» RECORDS FOR THIS EXERCISE:
****
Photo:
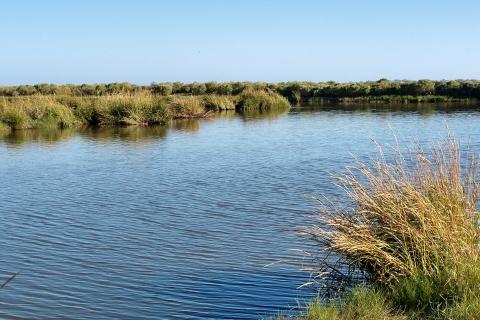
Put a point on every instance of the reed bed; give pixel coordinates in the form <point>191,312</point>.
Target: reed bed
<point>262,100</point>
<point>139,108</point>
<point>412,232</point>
****
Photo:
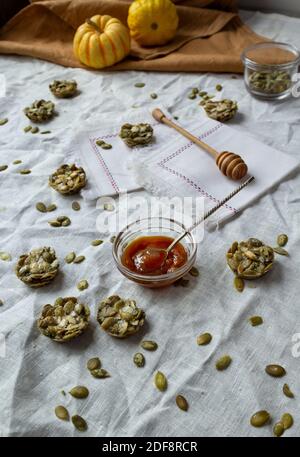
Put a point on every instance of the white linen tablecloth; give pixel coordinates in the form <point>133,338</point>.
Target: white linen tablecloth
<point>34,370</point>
****
» DESCRIPTION OF THE TASK: Exactly how many lines in the data above contain the word "coordinates"? Respond with the number and nothing more.

» RESPONSE TO THIS EXERCISE: 2